** Begin **

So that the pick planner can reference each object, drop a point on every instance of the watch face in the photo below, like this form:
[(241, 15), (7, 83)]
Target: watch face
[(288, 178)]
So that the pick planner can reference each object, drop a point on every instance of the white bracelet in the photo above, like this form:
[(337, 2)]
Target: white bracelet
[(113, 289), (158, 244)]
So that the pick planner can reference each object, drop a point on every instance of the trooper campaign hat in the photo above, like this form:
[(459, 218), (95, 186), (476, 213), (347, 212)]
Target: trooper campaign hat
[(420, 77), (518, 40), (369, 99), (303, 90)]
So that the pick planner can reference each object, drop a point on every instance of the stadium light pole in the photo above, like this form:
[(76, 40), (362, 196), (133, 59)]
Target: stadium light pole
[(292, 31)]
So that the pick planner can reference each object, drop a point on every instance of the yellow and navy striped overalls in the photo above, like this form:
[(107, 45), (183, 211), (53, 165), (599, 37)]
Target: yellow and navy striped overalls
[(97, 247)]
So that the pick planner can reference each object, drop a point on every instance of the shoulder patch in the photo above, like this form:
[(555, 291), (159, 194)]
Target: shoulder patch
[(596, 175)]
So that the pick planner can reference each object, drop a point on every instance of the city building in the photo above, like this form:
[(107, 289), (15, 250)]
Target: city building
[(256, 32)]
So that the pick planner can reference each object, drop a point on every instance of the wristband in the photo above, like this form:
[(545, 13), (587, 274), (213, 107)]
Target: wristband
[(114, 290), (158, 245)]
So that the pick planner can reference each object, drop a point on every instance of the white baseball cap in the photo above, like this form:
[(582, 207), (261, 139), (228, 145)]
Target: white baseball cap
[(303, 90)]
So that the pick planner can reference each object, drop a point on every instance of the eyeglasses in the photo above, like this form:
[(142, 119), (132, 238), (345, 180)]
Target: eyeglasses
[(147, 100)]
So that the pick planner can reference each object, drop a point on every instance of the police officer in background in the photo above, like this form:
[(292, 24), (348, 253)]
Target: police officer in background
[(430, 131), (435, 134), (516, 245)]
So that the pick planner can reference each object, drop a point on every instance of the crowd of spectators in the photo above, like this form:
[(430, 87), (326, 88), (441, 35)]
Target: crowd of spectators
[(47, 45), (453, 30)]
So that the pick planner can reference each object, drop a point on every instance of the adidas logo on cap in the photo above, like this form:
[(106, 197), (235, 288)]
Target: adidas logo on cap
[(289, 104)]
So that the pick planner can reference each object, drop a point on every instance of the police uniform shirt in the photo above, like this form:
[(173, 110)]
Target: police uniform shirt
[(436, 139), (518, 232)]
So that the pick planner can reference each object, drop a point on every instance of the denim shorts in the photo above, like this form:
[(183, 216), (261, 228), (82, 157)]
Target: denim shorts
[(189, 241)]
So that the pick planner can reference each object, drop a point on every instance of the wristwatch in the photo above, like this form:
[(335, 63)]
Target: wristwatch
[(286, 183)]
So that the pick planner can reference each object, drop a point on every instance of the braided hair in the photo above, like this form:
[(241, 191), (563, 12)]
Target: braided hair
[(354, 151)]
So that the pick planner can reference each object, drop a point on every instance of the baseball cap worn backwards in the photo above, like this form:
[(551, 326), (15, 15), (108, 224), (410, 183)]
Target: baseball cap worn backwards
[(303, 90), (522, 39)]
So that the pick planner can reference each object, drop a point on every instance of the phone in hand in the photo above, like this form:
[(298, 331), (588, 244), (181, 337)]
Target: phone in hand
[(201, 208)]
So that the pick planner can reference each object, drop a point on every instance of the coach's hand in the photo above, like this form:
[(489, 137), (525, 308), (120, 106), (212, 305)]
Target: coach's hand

** End **

TASK PROMPT> Turn every line above into a JSON list of strings, one string per line, and leave out any blank lines.

OUTPUT OF THE EXERCISE>
[
  "So that the pick planner can reference each object, drop a point on every instance of the watch face in the photo below, like this form:",
  "[(241, 15), (7, 83)]",
  "Target: watch face",
  "[(288, 178)]",
  "So that the pick planner can reference each object, drop a point on every instance of the white bracelet in the photo above, like this form:",
  "[(337, 2)]",
  "Target: white bracelet",
  "[(113, 289), (158, 244)]",
  "So that the pick planner can reference each object, drop a point on every instance of the trooper campaign hat in the photo above, like this form:",
  "[(459, 218), (95, 186), (476, 213), (347, 212)]",
  "Target: trooper campaign hat",
  "[(420, 77), (518, 40), (369, 99), (303, 90)]",
  "So that the pick planner can reference each object, drop a point on every instance of the stadium light pole in the photo above, like this form:",
  "[(76, 40), (362, 196), (133, 59)]",
  "Target: stadium light pole",
  "[(292, 31)]",
  "So that the pick planner can reference each object, drop a point on every instance of the yellow and navy striped overalls in the photo above, like this form:",
  "[(107, 45), (183, 211), (53, 165), (599, 37)]",
  "Target: yellow and navy striped overalls",
  "[(97, 247)]",
  "So that the pick planner can reference each object, drop a point on every instance of the shoulder patch in the photo above, like this form:",
  "[(555, 291), (159, 194)]",
  "Target: shoulder patch",
  "[(596, 175)]",
  "So that the pick planner can reference each object, drop a point on every instance of the city building in the photo above, like this form:",
  "[(107, 289), (15, 250)]",
  "Target: city building",
  "[(256, 32)]",
  "So that the pick planner can reference each object, drop a point on every instance of the wristband in the photo above, like this form:",
  "[(545, 13), (587, 274), (213, 107)]",
  "Target: wristband",
  "[(114, 290), (158, 245)]",
  "So that the pick planner can reference each object, drop a point on every instance of the white baseball cap in the photo above, like this form:",
  "[(582, 207), (261, 139), (228, 145)]",
  "Target: white baseball cap",
  "[(303, 90)]",
  "So that the pick planner can reference each object, drop a point on every instance of the eyeglasses in the photo above, like this form:",
  "[(142, 119), (132, 238), (345, 180)]",
  "Target: eyeglasses",
  "[(147, 100)]",
  "So that the pick planner can reference each object, drop a point on every instance of the police officer in background in the photo above, like this form:",
  "[(292, 24), (348, 253)]",
  "Target: police officer in background",
  "[(430, 131), (435, 134), (516, 245)]",
  "So that the pick planner can reference each object, drop a point on every instance of the crowd of spectators in the photo above, like this form:",
  "[(430, 87), (326, 88), (441, 35)]",
  "Target: crowd of spectators",
  "[(47, 45), (453, 30)]",
  "So that the pick planner can reference each object, drop a point on every instance of the adidas logo on cap in the photo above, like this form:",
  "[(106, 197), (235, 288)]",
  "Target: adidas logo on cap",
  "[(289, 104)]",
  "So that the pick planner can reference each object, drop a point on every instance of the police uniform shirt in the photo above, like this form:",
  "[(173, 110)]",
  "Target: police uniform shirt",
  "[(436, 139), (518, 232)]",
  "So that the pick planner can reference each object, drop a point on every instance of the denim shorts in the photo above, like this form:",
  "[(183, 216), (261, 228), (82, 157)]",
  "Target: denim shorts",
  "[(189, 241)]",
  "So that the pick planner can reference each object, drop a point on every instance of the wristwatch in the photo above, like this form:",
  "[(335, 63)]",
  "Target: wristwatch",
  "[(286, 183)]",
  "So that the pick planner can reference each object, drop a point on every instance of the braided hair in the photo above, like this form:",
  "[(241, 191), (563, 12)]",
  "Target: braided hair",
  "[(354, 151)]",
  "So that the pick planner can reference each object, drop a point on every instance of the baseball cap worn backwards in the photo above, like this form:",
  "[(551, 326), (15, 15), (108, 224), (410, 183)]",
  "Target: baseball cap worn backwards",
  "[(303, 90), (522, 39)]",
  "So that the pick planner can reference each object, drop a point on every instance of the phone in hand in the photo above, like this form:",
  "[(298, 331), (588, 244), (181, 337)]",
  "Target: phone in hand",
  "[(201, 208)]",
  "So that the pick planner can reference each object, drop a point on every instance of the coach's hand in the photo above, like this form:",
  "[(489, 137), (525, 308), (120, 106), (212, 305)]",
  "Target: coach's hand"
]